- [Exercise 1]:
In the article on the Crestdale Middle School bell schedule, how much money is the schedule change meant to save on busing?
- [Exercise 2]:
Summarize the article on the Crestdale Middle School bell schedule in two sentences.
- [Exercise 3]:
Write the next part of the article on the Crestdale Middle School bell schedule, picking up after its final sentence.

- [Excerpt provided]:
============================================================
Parents from Crestdale Middle School are petitioning the Charlotte-Mecklenburg school board to revisit the 2012-13 bell schedule announced last month. Interim Superintendent Hugh Hattabaugh signed off on changing the start and dismissal times for 10 schools; Crestdale's moved 30 minutes later, to a 9-4 school day. The move is designed to save more than $600,000 on busing costs.
Parents are upset that CMS made changes that affect their family life and students' after-school opportunities without giving them a chance to weigh in. Those who have older kids in high school, with a 7:15 a.m. start time, say the change is especially stressful.
Katy Ridnouer, one of the parents urging CMS to reconsider, says she's heard nothing specific from board members. I emailed board members on Wednesday, asking them to let me know if they plan to propose revising the bell schedule. I've gotten no replies.
It's possible that someone could ask Hattabaugh to try again. The board is likely to discuss transportation costs as part of ongoing budget talks. But this is a classic example of a dilemma that faces this school board and others: The temptation to micromanage.
============================================================
- [Data supplied]:
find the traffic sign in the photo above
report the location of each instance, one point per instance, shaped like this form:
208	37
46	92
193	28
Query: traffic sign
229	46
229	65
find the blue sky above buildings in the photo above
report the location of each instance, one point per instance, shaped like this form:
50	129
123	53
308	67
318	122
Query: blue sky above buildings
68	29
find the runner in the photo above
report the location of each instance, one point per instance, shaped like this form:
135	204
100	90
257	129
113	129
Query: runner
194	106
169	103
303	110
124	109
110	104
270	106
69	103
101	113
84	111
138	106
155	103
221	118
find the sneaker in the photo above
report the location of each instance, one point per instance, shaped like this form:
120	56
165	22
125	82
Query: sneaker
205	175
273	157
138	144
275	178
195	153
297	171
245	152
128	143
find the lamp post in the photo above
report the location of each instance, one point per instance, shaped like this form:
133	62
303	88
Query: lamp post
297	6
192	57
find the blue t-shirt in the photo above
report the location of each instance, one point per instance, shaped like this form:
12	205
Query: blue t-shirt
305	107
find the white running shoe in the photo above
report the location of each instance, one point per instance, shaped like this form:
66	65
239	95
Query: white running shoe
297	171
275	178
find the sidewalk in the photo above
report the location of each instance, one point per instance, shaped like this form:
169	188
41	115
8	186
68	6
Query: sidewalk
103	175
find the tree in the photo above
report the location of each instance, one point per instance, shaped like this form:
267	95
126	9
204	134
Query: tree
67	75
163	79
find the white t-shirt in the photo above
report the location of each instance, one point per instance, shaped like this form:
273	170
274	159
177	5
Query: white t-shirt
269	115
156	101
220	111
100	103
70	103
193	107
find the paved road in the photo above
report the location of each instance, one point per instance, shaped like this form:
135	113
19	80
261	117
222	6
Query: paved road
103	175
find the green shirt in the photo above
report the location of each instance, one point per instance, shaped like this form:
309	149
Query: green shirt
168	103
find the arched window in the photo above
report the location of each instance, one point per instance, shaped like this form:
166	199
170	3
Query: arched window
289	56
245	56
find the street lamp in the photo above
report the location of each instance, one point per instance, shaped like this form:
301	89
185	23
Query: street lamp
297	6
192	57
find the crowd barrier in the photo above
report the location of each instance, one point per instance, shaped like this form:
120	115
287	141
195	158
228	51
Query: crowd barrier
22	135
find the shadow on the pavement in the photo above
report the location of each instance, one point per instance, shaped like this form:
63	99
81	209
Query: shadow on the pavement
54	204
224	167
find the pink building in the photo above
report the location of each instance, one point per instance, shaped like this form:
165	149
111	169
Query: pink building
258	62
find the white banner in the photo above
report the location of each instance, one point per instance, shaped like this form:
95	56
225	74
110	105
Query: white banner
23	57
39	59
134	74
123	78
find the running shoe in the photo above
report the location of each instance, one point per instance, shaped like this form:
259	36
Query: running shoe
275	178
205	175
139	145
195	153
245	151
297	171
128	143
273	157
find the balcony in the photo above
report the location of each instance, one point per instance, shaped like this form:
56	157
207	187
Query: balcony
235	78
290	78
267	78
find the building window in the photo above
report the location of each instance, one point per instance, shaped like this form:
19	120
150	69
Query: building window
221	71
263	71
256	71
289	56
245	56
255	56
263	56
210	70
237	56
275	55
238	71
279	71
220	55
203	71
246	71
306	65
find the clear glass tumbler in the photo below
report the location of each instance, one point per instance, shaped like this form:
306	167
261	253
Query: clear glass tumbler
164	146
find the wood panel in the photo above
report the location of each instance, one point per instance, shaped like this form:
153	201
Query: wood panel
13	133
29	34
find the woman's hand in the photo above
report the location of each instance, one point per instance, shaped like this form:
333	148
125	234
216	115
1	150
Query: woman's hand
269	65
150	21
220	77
============================================================
- [Exercise output 1]:
More than $600,000.

- [Exercise output 2]:
Crestdale Middle School parents are petitioning the Charlotte-Mecklenburg school board to revisit a 2012-13 bell schedule that moves their school day 30 minutes later to save more than $600,000 on busing, and they are upset that they had no chance to weigh in. The board may take up transportation costs in budget talks, but the situation shows the board's temptation to micromanage.

- [Exercise output 3]:
At their recent retreat, CMS board members said they're committed to sticking to their role as policy-makers. Setting school hours is "below the line" for board intervention, but it's also the kind of decision that affects people's lives and inspires pleas for help.
Boards that try to do the superintendent's job are generally studies in bad leadership, writes Gene Maeroff, an education researcher and New Jersey school board member, in "School Boards in America: A Flawed Exercise in Democracy."
"Democracy does not mean that the people's representatives -- the school board -- take over and operate the schools any more than it means that the board members of a symphony play the violins," he writes.